* [REQUIREMENT A]
Show every line in the rows below that contains the word "Exercise". Case counts.
________________
In today’s USA Today, Kevin Allen examined the intrigue surrounding Erik Karlsson’s Norris Trophy candidacy. To read the original article, you can follow the link by going here. For the purpose of this piece, it’s been re-posted below. As always, my comments are in bold. Bottoms up.

Ottawa Senators defenseman Erik Karlsson has been dazzling enough this season that any discussion of his impact seems to include a comparison to the two most accomplished defensemen in NHL history.

Karlsson, 21, has been compared to a young version of Swedish countryman Nicklas Lidstrom because of the way he sees plays unfolding. Also, he has a chance to be the youngest player to win the Norris Trophy since 20-year-old Bobby Orr won it in 1968.

Damn. I was hoping that the two most accomplished defensemen in NHL history were the recently immortalized Rich Pilon and Jeff Norton.

“His speed, vision, puck carrying, and passing skills make him one of the more gifted offensive players in the league,” said NBC analyst Pierre McGuire, a former NHL coach. “He is also just scratching the surface of his skills, too.”

Pierre McGuire has never been known to gush or spews superlatives about a hockey player in the history of ever.

Karlsson is seventh in the NHL in scoring with 67 points and he’s 23 points ahead of No. 2 defenseman Brian Campbell of the Florida Panthers.

Per CBC, here are the average total of goals scored per game :

  • 2005-06 – 6.11
  • 2006-07 – 5.82
  • 2007-08 – 5.50
  • 2008-09 – 5.68
  • 2009-10 – 5.55
  • 2010-11 – 5.52
  • 2011-12 – 5.36

With scoring down and given the dearth of high-production players at not just his position, shouldn’t this make his production from the blueline even more impressive?  

“I think he plays a little bit like Nick did early in his career,” said Senators general manager Bryan Murray, who coached Lidstrom in Detroit years ago. “Nick took chances early in his career, but he knew how to get his body back in good position. And Karlsson is very fast about getting back.”

It’s also noteworthy that Ottawa coach Paul MacLean spent many years as a Detroit assistant coach. Murray said MacLean understands when he needs to let his Thoroughbred run and when he needs to pull on the reins.

Incidentally, this is exactly how Paul MacLean manages his moustache.
________________
* [REQUIREMENT B]
Please duplicate the passage of the hockey commentary above from "Ottawa Senators defenseman" to "it in 1968.".

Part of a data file
________________
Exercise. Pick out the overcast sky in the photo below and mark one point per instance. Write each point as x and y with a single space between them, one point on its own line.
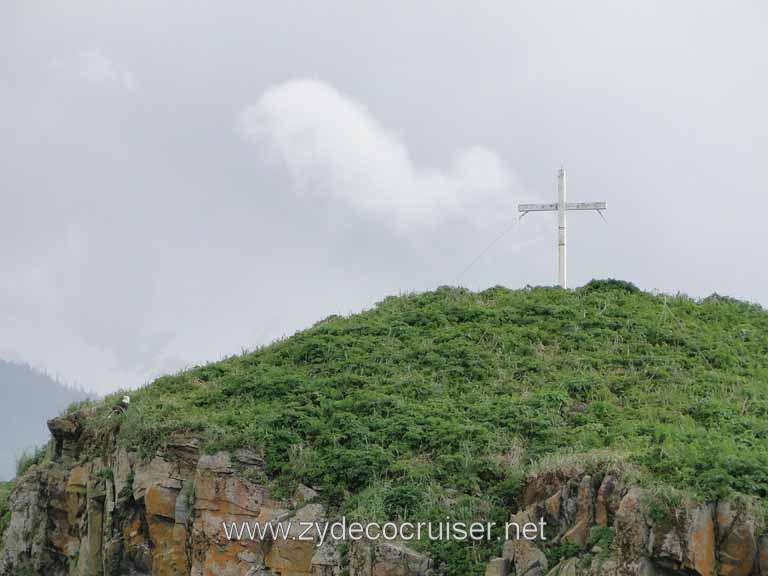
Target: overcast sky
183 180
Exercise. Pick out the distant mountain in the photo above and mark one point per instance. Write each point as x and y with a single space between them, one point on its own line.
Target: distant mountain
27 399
________________
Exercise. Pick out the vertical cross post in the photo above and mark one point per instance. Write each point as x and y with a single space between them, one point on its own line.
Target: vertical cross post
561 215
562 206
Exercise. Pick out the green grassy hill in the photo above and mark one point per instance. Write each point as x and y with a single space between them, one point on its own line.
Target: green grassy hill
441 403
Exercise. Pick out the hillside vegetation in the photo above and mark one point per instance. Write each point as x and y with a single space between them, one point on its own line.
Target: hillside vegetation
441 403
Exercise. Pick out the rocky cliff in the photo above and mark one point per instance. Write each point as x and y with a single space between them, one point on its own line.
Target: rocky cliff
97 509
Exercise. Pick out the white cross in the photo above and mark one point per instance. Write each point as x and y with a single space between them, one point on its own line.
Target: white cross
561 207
________________
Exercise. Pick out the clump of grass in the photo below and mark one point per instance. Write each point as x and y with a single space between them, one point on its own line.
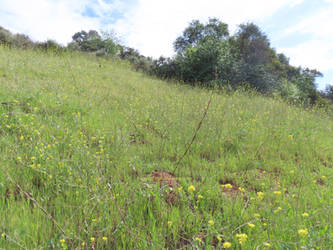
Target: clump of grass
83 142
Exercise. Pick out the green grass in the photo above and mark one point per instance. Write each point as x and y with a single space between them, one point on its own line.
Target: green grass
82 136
________________
* [PROBLEM SOLUTION A]
Exercise. Pick out the overcast sky in the photo below and mark one point per instance. Write each point as x and y with a single space between them, one point on its own line.
Exercise. Pick out the distant mountain in the photo above and mark one point per instance. Write each point as x and y with a single space between them, one point on its own line.
Exercise. Pick out the vertical cross post in the photo above and mark one point per instance. Write each point as x and y with a single space between them, one point on its own line.
Exercise. Pick out the green grassy hill in the photo above and mark one point per instance. Write each point as x and y with a single space between them, one point on its own line.
Exercise. Pick out the hillside vegetation in the photo above and mark one point per instance. Write each point as x and y with a single space between them, one point on its own line.
Exercise. Pick out the rocky cliff in the photo above and mark one point per instance. Write each point as x and y with a single space between them, one point on its own line.
Exercise. Pick out the white cross in the photo above and mark one point per instance. Write each point as x and y with a single space between them, one point on its own line.
Exercise. Pick out the clump of grass in the photo below and mark one point per instance. Write each point as x and y with a single space between them, one point on its own line.
Exercise. Pick out the green grass in the photo above and mark one point per instance. Write each point as x and y with a single space between them, one point on its own line.

* [PROBLEM SOLUTION B]
Ottawa Senators defenseman Erik Karlsson has been dazzling enough this season that any discussion of his impact seems to include a comparison to the two most accomplished defensemen in NHL history.

Karlsson, 21, has been compared to a young version of Swedish countryman Nicklas Lidstrom because of the way he sees plays unfolding. Also, he has a chance to be the youngest player to win the Norris Trophy since 20-year-old Bobby Orr won it in 1968.